==== Provided records ====
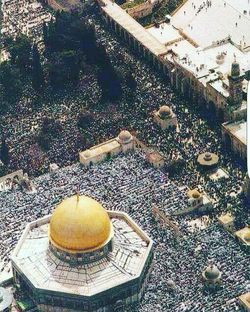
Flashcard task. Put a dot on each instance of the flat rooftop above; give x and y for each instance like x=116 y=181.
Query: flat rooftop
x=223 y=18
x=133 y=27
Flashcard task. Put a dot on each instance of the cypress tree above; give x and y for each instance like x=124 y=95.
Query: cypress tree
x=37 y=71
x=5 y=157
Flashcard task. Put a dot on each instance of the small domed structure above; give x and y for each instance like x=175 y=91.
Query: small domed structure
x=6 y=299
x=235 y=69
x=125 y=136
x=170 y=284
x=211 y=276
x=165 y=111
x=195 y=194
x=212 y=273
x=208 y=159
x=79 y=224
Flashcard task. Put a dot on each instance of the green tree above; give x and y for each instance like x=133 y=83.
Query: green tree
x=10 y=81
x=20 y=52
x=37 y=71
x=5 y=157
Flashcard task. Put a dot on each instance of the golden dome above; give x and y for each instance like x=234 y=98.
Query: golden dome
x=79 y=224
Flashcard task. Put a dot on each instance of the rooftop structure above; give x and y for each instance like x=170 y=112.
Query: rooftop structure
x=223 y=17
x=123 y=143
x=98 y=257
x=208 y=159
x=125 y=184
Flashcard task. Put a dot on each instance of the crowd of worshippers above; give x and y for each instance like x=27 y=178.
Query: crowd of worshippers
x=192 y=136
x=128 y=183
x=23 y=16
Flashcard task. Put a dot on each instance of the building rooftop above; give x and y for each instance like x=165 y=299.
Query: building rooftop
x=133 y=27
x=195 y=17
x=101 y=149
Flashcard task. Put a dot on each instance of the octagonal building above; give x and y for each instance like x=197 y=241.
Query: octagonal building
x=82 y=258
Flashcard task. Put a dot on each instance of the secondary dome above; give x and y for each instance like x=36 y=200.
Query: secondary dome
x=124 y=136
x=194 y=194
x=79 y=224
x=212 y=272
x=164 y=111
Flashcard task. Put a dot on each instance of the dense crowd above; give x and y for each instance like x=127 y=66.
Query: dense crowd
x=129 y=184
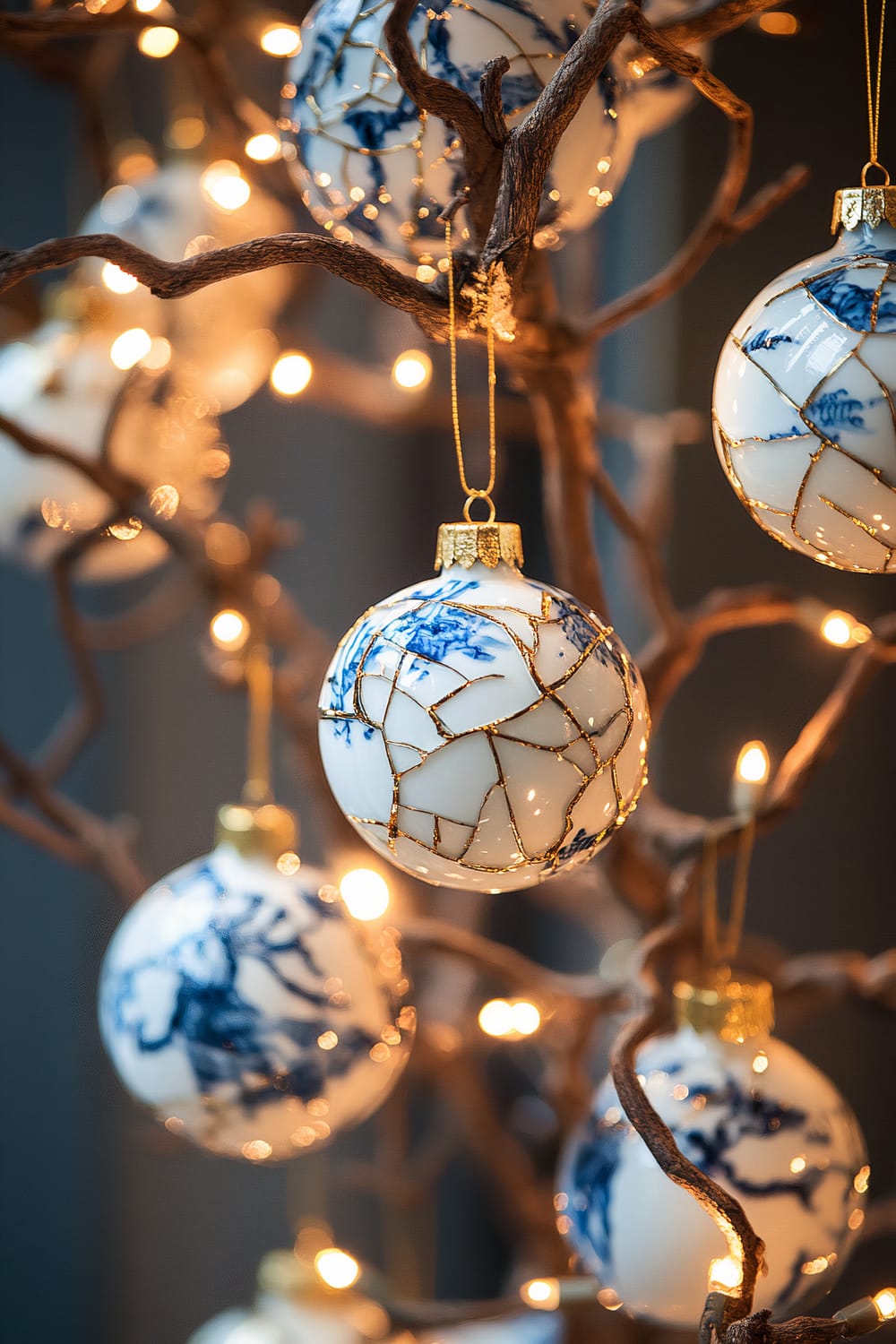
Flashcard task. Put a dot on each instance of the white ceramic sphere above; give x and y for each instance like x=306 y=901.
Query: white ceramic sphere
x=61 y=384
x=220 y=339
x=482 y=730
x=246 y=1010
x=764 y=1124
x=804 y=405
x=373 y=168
====
What is required: Go through the data and return each line where the word "give" appears.

Result of this task:
Flashcard task. Put a dot on each instance of the flat rooftop above; give x and y for each instance like x=116 y=181.
Flashcard task. Put a dot on each instance of the cypress tree above; give x and y for each instance like x=124 y=95.
Flashcard task. Put a dot on each instance of the small domed structure above; give x and y for each instance like x=175 y=91.
Flashcard task. Put a dot on each instance of the green tree above; give x and y for each instance like x=133 y=83.
Flashcard task. Put a dot on each instance of the golden dome above; give x and y for each instance like x=234 y=98.
Flashcard task. Put a dot on each instance of the rooftop structure above; give x and y for each instance like x=170 y=112.
Flashcard task. Put a dot on each instance of the crowd of worshippers above; give x and y for each instance like x=27 y=178.
Flashcard task. Put a dot on each instance of the building rooftop above; give x and y for each instance like x=165 y=299.
Flashcard task. Put a dot on each instance of the octagonal building above; give x and y for each instance like x=197 y=241.
Flashcard task. Put a dot on each instance of the secondary dome above; give x and y for each instance like x=36 y=200.
Flashcard task. Put a dot on each instance of the dense crowd above; give x and y for each instance like x=127 y=66.
Flashcard task. Put a dot on each instance of the white ceramic sphere above; give x and y for each instance like x=306 y=901.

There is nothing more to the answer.